:: Problem statement ::
Give every entry as a row in a two-column CSV with the columns "text" and "answer". Put each value in a single quoted field, and replace any line breaks with spaces.

Position identification entries:
━━━━━━
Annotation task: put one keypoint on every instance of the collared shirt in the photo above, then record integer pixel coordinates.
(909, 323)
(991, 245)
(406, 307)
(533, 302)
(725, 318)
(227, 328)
━━━━━━
:: Solution below ::
text,answer
"Annotation task: put one keypoint on every instance of the collared shirt in the photo above, then record integer pixel coordinates.","(909, 323) (991, 245) (406, 307) (533, 302) (725, 318) (227, 328)"